[Input Boundary: Start]

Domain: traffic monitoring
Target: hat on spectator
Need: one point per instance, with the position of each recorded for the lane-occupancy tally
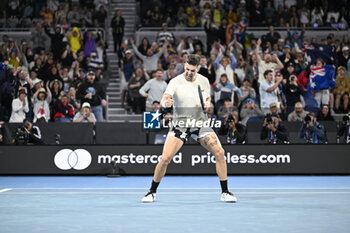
(250, 100)
(42, 90)
(86, 105)
(34, 69)
(246, 80)
(60, 84)
(273, 105)
(22, 91)
(35, 81)
(341, 68)
(91, 72)
(290, 64)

[Input Boundary: End]

> _To do_
With the pictures excluded, the records are to be reproduced exactly.

> _Answer to the exercise_
Domain: traffic monitoring
Target: hat on spectator
Need: one point per instance, with the position of each recorded for the lane-occupancy tally
(250, 100)
(42, 90)
(86, 105)
(34, 69)
(246, 80)
(60, 84)
(273, 105)
(22, 91)
(35, 81)
(341, 68)
(91, 72)
(290, 64)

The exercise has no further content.